FRAGMENTO DE ORIGEN:
------

Podrás
pensar que mi vida ha sido fácil y aquí estoy, sin trabajo, a mis cincuenta
años, luchando cada día por llevar el pan a la casa.
Curiosamente,
vivo tranquilo. Ilusionado. Agradecido con Dios por el don de la vida, por los
hijos, la familia, pidiendo como un mendigo la “gracia”.
Anoche pensé
en los porqués de la vida, y recordé las palabras de san Alberto Hurtado, aquél
sacerdote chileno que veía a Cristo en los pobres y clamaba emocionado: “El
pobre es Cristo”.
“¿Para qué
está el hombre en este mundo? El hombre está en el mundo porque alguien lo amó:
Dios. El hombre está en el mundo para amar y ser amado”.
He pasado
largo rato en oración. Ha sido un hablar maravilloso con Dios, en medio de la
noche y el silencio.

------

ENTRADAS DADAS:
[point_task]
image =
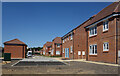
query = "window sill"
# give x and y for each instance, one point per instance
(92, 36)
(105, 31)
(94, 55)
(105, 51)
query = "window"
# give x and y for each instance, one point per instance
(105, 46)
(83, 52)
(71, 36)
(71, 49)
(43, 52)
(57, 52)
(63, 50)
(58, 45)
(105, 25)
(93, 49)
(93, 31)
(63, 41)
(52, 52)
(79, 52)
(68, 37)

------

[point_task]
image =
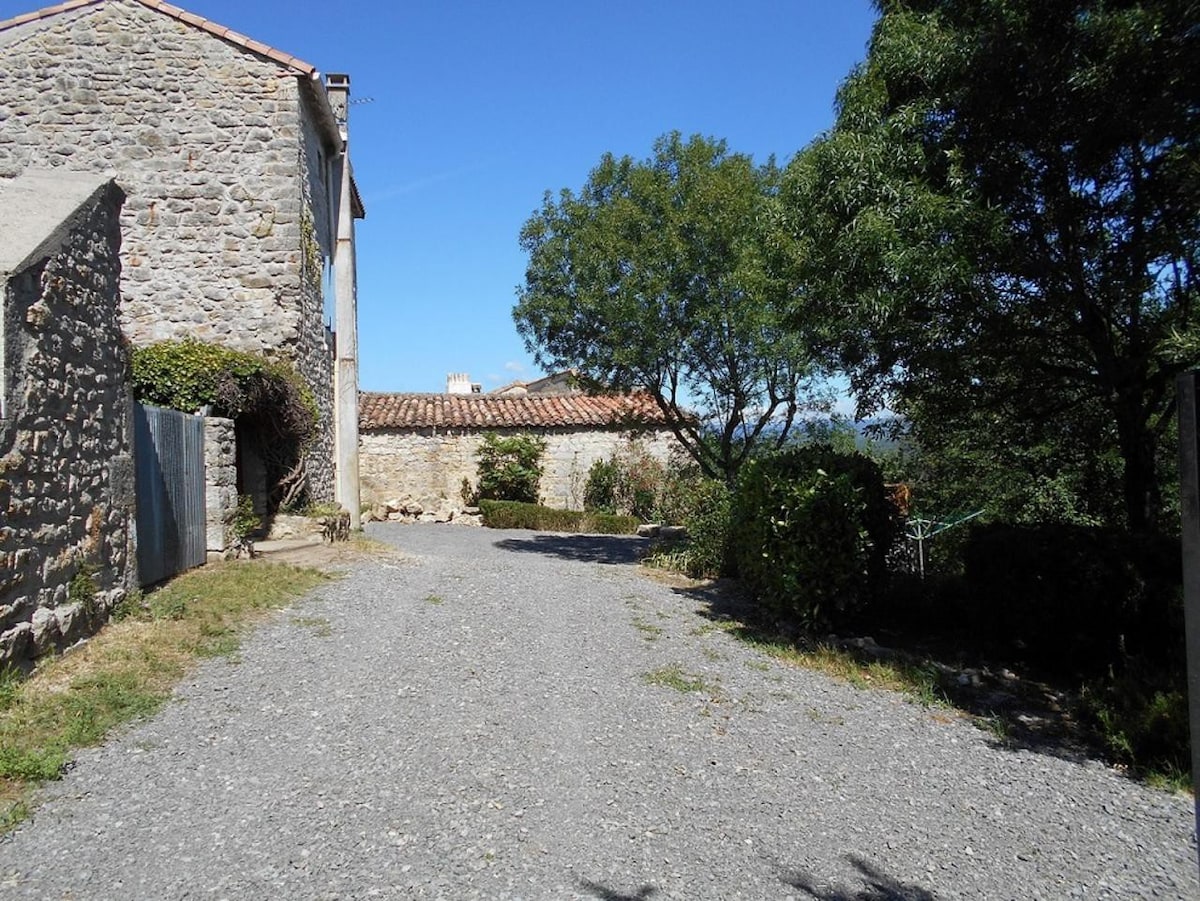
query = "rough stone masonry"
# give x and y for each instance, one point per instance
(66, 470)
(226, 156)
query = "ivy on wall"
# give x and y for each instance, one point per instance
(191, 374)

------

TAREAS PROPUESTAS:
1 – ¿Cómo describe el fragmento a san Alberto Hurtado?
2 – Por favor, extrae cada línea de las entradas que contenga la palabra "query".
El fragmento y las entradas no tienen relación entre sí.

SOLUCIONES:
1 – Como un sacerdote chileno que veía a Cristo en los pobres.

2 –
query = "window sill"
query = "window"
query = "rough stone masonry"
query = "ivy on wall"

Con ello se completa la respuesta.